On Mon, Oct 09, 2017 at 09:33:01AM -0700, Laura Abbott wrote:
>On 10/06/2017 08:10 PM, Levin, Alexander (Sasha Levin) wrote:
>> We are experimenting with using neural network to aid with patch
>> selection for stable kernel trees. There are quite a few commits that
>> were not marked for stable, but are stable material, and we're trying
>> to get them into their appropriate kernel trees.
>>
>
>Apart from the practical which has been covered, I'd be interested
>in hearing about the details of how this works if you can share
>them.

This work is based on Julia's work
(https://soarsmu.github.io/papers/icse12-patch.pdf) to identify
commits that fix bugs.

Essentially, my approach to this is to extract as much information as
possbile form the commit, including things such as:

 - How many times a certain word appeared in the message
 - Who is the author
 - Code metrics
 - etc

In my case, I end up with about 30,000 of these "inputs", and train a
neural network based on whether a given commit was included in a
stable tree or not.

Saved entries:
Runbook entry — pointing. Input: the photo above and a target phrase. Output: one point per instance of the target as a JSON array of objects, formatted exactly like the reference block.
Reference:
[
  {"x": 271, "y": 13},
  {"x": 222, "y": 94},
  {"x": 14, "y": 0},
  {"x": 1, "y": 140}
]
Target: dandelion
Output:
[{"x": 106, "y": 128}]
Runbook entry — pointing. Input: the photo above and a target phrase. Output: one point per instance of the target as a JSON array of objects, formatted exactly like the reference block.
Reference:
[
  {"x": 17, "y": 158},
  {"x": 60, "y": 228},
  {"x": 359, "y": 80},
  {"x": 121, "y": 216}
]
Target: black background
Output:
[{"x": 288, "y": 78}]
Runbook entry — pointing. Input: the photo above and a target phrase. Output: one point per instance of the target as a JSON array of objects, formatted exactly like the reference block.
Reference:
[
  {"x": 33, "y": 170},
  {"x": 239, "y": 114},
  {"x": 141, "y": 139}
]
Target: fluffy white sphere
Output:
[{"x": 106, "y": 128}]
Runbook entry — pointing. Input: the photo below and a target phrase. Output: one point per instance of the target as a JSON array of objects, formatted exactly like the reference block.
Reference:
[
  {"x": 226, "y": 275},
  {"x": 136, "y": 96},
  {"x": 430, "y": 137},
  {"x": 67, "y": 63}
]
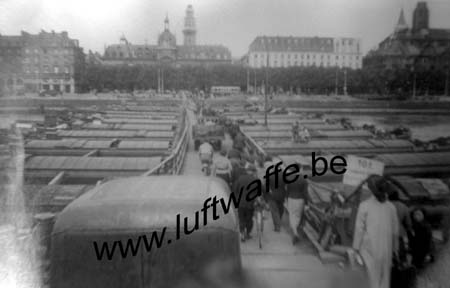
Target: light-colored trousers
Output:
[{"x": 295, "y": 208}]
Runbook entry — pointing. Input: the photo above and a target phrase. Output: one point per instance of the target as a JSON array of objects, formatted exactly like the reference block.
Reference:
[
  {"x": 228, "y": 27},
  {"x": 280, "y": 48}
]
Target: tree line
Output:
[{"x": 306, "y": 80}]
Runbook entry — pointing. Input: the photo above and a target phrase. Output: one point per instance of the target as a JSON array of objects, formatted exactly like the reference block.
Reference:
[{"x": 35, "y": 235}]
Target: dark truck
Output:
[{"x": 214, "y": 134}]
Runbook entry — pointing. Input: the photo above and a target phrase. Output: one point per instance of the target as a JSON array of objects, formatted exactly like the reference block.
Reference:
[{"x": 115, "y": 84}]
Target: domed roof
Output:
[{"x": 166, "y": 39}]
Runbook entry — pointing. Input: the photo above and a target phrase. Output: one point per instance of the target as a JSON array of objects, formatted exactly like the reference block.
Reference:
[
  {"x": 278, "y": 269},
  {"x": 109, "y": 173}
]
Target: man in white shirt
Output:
[{"x": 205, "y": 152}]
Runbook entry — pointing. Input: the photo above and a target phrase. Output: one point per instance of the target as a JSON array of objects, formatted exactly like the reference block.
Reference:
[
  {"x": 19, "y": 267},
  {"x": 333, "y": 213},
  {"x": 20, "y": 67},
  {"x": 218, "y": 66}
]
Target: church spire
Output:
[
  {"x": 166, "y": 22},
  {"x": 401, "y": 24}
]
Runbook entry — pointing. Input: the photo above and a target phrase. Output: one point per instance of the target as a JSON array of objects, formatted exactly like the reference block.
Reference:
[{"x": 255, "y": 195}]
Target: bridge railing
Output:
[
  {"x": 173, "y": 163},
  {"x": 251, "y": 144}
]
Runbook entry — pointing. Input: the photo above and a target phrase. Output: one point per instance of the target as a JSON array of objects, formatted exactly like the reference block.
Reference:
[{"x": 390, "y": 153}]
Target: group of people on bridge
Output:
[{"x": 238, "y": 168}]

Tasks for this exercise:
[A] In the email about stable kernel patch selection, swap "neural network" for "classifier" in the passage starting at "- How many times" and ending at "tree or not.".
[B] Translate this sentence from the email about stable kernel patch selection into Spanish: "In my case, I end up with about 30,000 of these "inputs", and train a neural network based on whether a given commit was included in a stable tree or not."

Solutions to the exercise:
[A]
- How many times a certain word appeared in the message
 - Who is the author
 - Code metrics
 - etc

In my case, I end up with about 30,000 of these "inputs", and train a
classifier based on whether a given commit was included in a
stable tree or not.

[B] En mi caso, termino con unas 30.000 de estas «entradas» y entreno una red neuronal en función de si un commit dado se incluyó o no en un árbol estable.